*** Listed entries Section Begins ***

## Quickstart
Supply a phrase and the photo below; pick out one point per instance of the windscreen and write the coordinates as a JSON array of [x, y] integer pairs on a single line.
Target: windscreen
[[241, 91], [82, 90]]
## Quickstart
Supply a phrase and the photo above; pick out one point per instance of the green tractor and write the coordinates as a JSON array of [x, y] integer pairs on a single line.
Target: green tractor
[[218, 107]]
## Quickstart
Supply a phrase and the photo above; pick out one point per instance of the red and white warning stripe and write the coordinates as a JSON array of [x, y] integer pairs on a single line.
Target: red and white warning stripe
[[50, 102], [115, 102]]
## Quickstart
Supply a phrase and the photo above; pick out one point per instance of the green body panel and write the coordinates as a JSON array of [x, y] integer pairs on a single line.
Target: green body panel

*** Listed entries Section Ends ***

__Instructions to follow__:
Count every line above that includes the string "body", and answer with the count only.

__Your solution__:
2